** START Data in this exercise **

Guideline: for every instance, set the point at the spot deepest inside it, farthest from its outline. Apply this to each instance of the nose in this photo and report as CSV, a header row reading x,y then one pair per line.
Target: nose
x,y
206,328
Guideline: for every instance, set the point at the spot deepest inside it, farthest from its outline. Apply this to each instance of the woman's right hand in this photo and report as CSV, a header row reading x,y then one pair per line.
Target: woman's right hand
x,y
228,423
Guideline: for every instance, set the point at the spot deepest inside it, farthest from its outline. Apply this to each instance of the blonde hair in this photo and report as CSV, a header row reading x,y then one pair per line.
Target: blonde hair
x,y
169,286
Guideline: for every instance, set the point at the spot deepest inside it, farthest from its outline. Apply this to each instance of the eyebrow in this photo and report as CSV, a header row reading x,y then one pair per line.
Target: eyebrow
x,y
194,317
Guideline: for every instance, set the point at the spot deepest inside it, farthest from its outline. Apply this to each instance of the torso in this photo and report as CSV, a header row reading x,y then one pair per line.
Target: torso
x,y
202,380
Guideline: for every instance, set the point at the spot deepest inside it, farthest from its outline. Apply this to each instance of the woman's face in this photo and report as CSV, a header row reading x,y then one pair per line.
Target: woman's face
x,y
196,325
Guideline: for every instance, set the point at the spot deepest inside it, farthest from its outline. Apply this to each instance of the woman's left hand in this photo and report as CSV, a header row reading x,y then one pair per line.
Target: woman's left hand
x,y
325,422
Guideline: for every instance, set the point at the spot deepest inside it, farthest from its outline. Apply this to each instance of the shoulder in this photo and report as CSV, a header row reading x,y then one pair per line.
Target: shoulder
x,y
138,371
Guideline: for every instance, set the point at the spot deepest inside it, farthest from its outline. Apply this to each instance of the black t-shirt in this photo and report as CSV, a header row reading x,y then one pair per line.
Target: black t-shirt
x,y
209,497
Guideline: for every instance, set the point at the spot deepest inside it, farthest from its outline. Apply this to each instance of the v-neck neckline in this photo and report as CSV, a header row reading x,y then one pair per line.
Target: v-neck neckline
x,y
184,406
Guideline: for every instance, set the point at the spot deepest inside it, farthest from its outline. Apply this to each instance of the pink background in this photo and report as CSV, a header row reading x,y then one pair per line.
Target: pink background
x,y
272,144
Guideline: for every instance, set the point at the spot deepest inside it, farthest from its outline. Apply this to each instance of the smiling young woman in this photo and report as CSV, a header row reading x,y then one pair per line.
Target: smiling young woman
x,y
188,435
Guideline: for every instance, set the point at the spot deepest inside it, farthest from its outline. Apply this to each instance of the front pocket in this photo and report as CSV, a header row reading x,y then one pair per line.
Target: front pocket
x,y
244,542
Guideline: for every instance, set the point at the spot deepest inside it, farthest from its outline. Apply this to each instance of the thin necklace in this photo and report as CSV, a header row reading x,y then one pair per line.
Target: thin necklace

** END Data in this exercise **

Recast everything from the line containing "of the pink" down to the final line above as a Markdown table with two columns, No. and Line, giving each line its row number and leaving out any blank lines.

| No. | Line |
|---|---|
| 1 | Guideline: for every instance, set the point at the spot deepest inside it, farthest from its outline. Apply this to each instance of the pink background in this photo and report as CSV, a header row reading x,y then one pair per line. |
| 2 | Target: pink background |
| 3 | x,y |
| 4 | 272,144 |
| 5 | Guideline: for every instance, set the point at the spot deepest inside it, farthest from its outline. Apply this to each instance of the smiling young woman in this photo and report as CSV, a header row reading x,y then one pair per line. |
| 6 | Target: smiling young woman |
| 7 | x,y |
| 8 | 188,435 |
| 9 | Guideline: for every instance, set the point at the spot deepest inside it, farthest from its outline. Apply this to each instance of the front pocket in this photo and report as CSV, a header row reading x,y then one pair per line. |
| 10 | Target: front pocket |
| 11 | x,y |
| 12 | 244,542 |
| 13 | Guideline: for every instance, set the point at the spot deepest inside it, farthest from its outline. Apply this to each instance of the thin necklace in this photo and report as CSV, a header row reading x,y then one pair per line. |
| 14 | Target: thin necklace |